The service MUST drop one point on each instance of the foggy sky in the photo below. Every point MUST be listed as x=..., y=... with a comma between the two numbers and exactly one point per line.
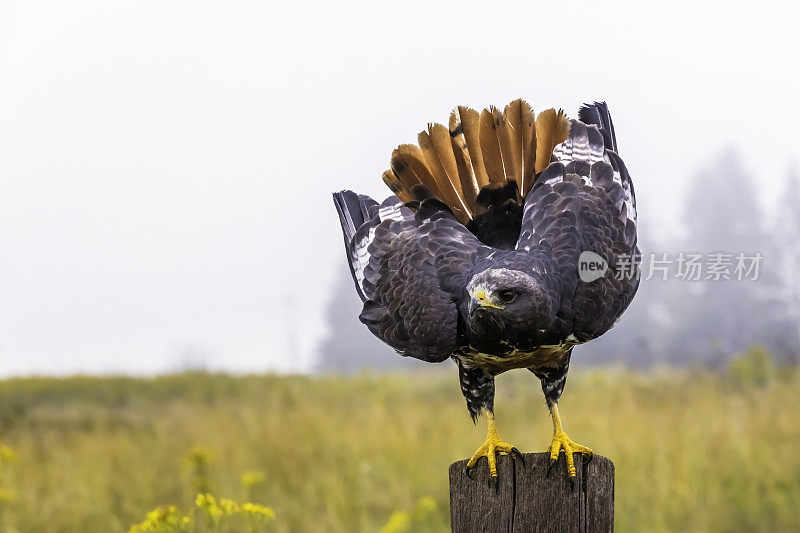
x=166, y=167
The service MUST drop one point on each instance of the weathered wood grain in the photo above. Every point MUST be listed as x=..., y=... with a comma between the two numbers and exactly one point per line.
x=526, y=500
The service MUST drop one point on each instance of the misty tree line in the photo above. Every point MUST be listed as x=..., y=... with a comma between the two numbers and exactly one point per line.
x=673, y=321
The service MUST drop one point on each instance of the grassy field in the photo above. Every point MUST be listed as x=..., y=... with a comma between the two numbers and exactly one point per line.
x=694, y=451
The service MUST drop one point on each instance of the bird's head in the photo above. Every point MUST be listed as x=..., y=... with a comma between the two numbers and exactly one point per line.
x=507, y=302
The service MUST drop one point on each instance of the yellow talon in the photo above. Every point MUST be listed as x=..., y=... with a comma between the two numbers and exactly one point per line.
x=562, y=442
x=491, y=447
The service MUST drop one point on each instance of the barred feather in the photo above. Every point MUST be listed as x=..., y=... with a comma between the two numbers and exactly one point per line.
x=552, y=128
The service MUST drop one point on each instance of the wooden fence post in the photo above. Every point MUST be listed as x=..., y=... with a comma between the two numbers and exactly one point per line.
x=525, y=500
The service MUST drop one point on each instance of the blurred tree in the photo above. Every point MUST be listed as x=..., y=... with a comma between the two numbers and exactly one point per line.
x=717, y=318
x=786, y=244
x=348, y=345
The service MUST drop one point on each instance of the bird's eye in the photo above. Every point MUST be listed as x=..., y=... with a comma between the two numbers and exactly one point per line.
x=507, y=296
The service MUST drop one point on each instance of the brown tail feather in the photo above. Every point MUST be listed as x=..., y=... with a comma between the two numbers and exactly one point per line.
x=479, y=150
x=522, y=120
x=470, y=124
x=552, y=128
x=408, y=165
x=396, y=186
x=490, y=147
x=438, y=152
x=466, y=176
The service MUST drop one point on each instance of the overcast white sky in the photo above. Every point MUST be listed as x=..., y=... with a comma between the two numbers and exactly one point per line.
x=166, y=166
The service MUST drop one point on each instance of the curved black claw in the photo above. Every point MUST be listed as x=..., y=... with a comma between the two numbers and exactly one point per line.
x=550, y=466
x=516, y=453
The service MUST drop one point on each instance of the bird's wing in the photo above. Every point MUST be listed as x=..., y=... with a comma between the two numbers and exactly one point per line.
x=410, y=270
x=584, y=201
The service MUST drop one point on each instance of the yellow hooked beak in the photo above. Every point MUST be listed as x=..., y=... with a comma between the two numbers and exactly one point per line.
x=480, y=297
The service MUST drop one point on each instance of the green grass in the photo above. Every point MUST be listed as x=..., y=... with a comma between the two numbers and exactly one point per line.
x=693, y=450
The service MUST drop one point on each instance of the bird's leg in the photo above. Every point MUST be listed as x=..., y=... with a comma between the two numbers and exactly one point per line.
x=562, y=442
x=492, y=446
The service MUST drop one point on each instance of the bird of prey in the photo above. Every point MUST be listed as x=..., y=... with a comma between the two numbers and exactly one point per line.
x=509, y=240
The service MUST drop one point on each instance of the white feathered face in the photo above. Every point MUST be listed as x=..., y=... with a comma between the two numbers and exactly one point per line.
x=501, y=298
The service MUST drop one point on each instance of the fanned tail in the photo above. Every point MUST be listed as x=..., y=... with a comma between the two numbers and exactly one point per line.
x=479, y=150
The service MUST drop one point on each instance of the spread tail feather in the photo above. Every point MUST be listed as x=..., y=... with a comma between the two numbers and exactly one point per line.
x=487, y=149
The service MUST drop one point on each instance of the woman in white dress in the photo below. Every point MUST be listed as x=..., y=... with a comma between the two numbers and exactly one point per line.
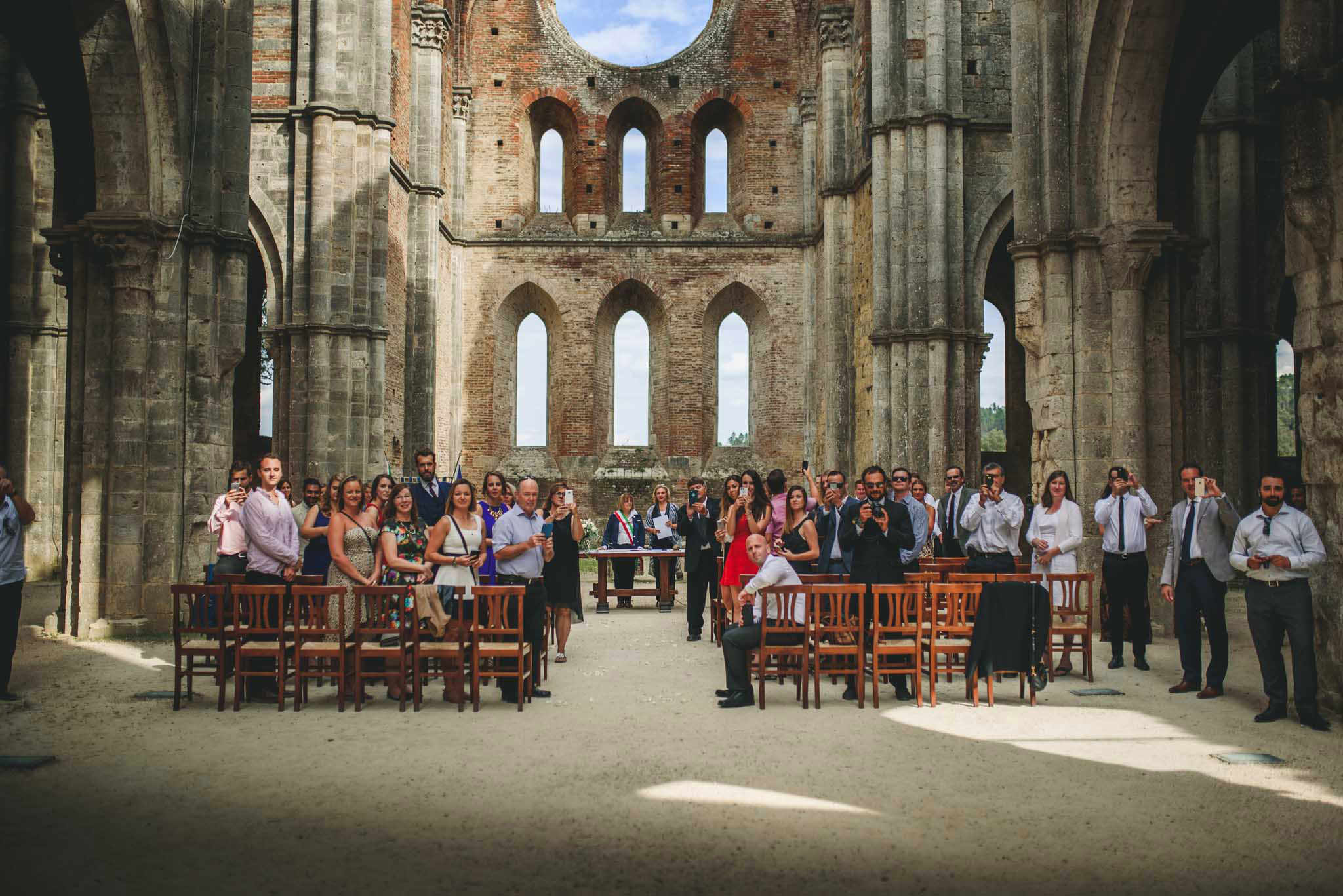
x=1056, y=532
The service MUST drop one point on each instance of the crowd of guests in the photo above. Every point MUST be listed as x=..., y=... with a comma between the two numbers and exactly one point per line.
x=441, y=532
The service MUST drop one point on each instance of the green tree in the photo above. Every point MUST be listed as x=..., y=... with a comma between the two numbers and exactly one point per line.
x=993, y=427
x=1287, y=416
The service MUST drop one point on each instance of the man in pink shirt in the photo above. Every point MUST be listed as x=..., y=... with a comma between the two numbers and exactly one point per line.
x=226, y=522
x=778, y=486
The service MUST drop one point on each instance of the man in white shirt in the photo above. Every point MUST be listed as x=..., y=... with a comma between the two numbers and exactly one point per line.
x=1195, y=575
x=739, y=641
x=1277, y=547
x=1122, y=511
x=993, y=518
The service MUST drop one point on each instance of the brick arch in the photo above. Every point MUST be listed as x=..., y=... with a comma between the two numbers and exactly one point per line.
x=740, y=299
x=631, y=294
x=525, y=297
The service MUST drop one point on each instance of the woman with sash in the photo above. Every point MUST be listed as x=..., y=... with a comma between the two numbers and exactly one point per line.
x=624, y=532
x=492, y=508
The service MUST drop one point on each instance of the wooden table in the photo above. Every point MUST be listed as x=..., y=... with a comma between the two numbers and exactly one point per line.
x=665, y=591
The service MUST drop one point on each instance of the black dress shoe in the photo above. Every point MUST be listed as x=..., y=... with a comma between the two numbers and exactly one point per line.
x=1315, y=720
x=1272, y=714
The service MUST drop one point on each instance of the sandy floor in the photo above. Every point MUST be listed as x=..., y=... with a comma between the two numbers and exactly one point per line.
x=631, y=779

:::::

Exercise brief
Would you write out every record word for word, leaving no picture in?

Solution
The service MUST drop one point on each instance of the foggy sky in the photo below. Every point MUST be listed as x=..., y=... with a comma between the two numbers and exactly one point per line.
x=166, y=167
The service MUST drop one point on each instance of the weathered wood grain in the photo above. Every point MUST be listed as x=..., y=... with a comma between the two numbers and exactly one point per line.
x=526, y=500
The service MUST drop one point on each instance of the misty tree line in the photo above. Every point MUST be listed as x=..., y=... with a comma between the two numbers and exactly one point per line.
x=673, y=321
The service MUST drop one point on each instance of the grassy field in the photo above. Every point MUST be listed as x=..., y=... with a comma between the two numbers and exactly one point per line.
x=694, y=451
The service MUST drop one point on each instance of the bird's head in the photo above. Every point MUST be listed as x=..., y=... with a comma between the two numbers and exactly one point per line.
x=507, y=302
The service MUST drop one point on each instance of the yellow talon in the photo above. Every point MUST be listed as x=..., y=... with a comma between the two numbers and exactly one point per line.
x=562, y=442
x=491, y=447
The service MUST drop one point on each instance of the barred feather in the photo above. Every point MUST be listed as x=..., y=... with a comma between the two numbers and exactly one point per line.
x=552, y=128
The service MUST drop one point on each instance of the wooden fence post in the photo above. Every point MUST be listed as x=..., y=... with a comma between the two numbers and exactly one point per line.
x=525, y=500
The service MUST drop one point on each instance of the blurred tree in the photo above. Every point MUST be listed as x=..., y=... with a comma between the two numbers and exactly one point per line.
x=717, y=318
x=786, y=244
x=348, y=345
The service MUST drop one point on each instance of the bird's eye in the photo above. Every point MUST be listed as x=..., y=... with a comma between the two numbers and exactly one point per line.
x=507, y=296
The service MUST drop one point on each instance of the brown tail feather in the photo above. Every point MUST be listed as x=..., y=... with a comma between the two numbers and exactly one point per line.
x=479, y=150
x=522, y=120
x=470, y=124
x=552, y=128
x=408, y=165
x=396, y=186
x=490, y=147
x=438, y=152
x=466, y=176
The service MUST drop one point on each instance of the overcast white sky in the photo above. Every point MUST be listed as x=..., y=... with a comma between the two numbers and exactly one point per line.
x=166, y=166
The service MUST drop one point on each instance of the curved black claw in the photo above. Every point MUST be listed as x=..., y=... with a comma between the two numbers and exactly one point per line.
x=550, y=466
x=516, y=453
The service MUST drop one point on each instance of the bird's wing in the photo above. Every point MUST be listed as x=..., y=... with a comma between the two numbers and exactly one point per line.
x=410, y=270
x=584, y=201
The service MUST drop one point on each instance of the yellow hooked beak in the photo above. Every point MUST be listed as x=..., y=... with a comma between the two numbers and exactly one point per line.
x=480, y=297
The service MUST drop one point on each instance of the green grass in the photo above. Every point MUST be listed as x=..., y=... with a comma between the two numbers and exactly one point per line.
x=693, y=450
The service MUST drop one point on each instance of the bird's leg in the photo above. Every point MUST be listed as x=..., y=... with a comma between the two numbers and exactly one point per line.
x=562, y=442
x=492, y=446
The service MUST drop one point on each instance of the bird of prey in the photo above. Every point MUST be listed as x=..., y=... with a comma between the two numbers and exactly one point per line.
x=509, y=240
The service MUST drop one point on each instance of the white feathered face in the photo above. Every point MUST be listed as x=..., y=... with a comma between the two numbers and exactly one point per line.
x=501, y=298
The service MUST drop one point on each instance of the fanned tail in the photo above. Every point MUST be listed as x=..., y=... with a comma between the two numbers and exactly one point per line.
x=479, y=150
The service MUST drop one point on each instance of the spread tail feather in the photo above. Every point MUST be listed as x=..., y=... with a comma between the two numbers and exactly one point per line.
x=487, y=149
The service MUST drop one point on each instance of the woman in white dress in the photo below. Every point MUST be listed as x=..., y=... with a comma between the two numbers and exactly one point per line.
x=1056, y=532
The service MUST drop one point on each instance of the crowd of guests in the photo above. Every point MUST be listed as x=..., y=... with a comma between the two numbers and exactly one point per line.
x=441, y=532
The service MUST drop one point on each instance of the green tree in the photo above. Every point MUST be listed as x=..., y=... with a comma between the two numbers and exactly one point per line.
x=993, y=427
x=1287, y=416
The service MUST drop one point on each instance of the man in pink shirt in the photo above. Every point MUST be listed as x=..., y=... with a comma between the two numbers and exactly one point per line.
x=226, y=522
x=778, y=486
The service MUST drop one point on each instance of the man in white shirt in the photo above. Every point MUST be listed as x=..., y=... with a comma between the two numbers and exactly one point per line.
x=1195, y=575
x=739, y=641
x=1277, y=547
x=1122, y=511
x=993, y=518
The service MUST drop one point on each instance of the brick arch in the photo above. Every point MUST be listed as x=..., y=... with a comma between the two numbers and exactly one point per line.
x=740, y=299
x=631, y=294
x=525, y=297
The service MUST drop one point on each instance of the woman with sash in the photo above. Every point MUST be listed as x=..., y=... with a comma between the two numbers and exactly one point per line.
x=624, y=532
x=492, y=508
The service MUST drop one point on each instance of the wooden table in the photo above. Every point MUST be listed as x=..., y=... with a comma between the two numbers and exactly one point per line.
x=665, y=591
The service MUST drop one point on each instance of the black dress shoe in the photo above. Every point MUST be listed as x=..., y=... with a comma between the two numbers and exactly one point per line.
x=1315, y=720
x=1272, y=714
The service MUST drop one point on each instance of the sandy floor in the photo above. Every point MUST be listed as x=..., y=... with a comma between the two numbers and exactly one point per line.
x=631, y=779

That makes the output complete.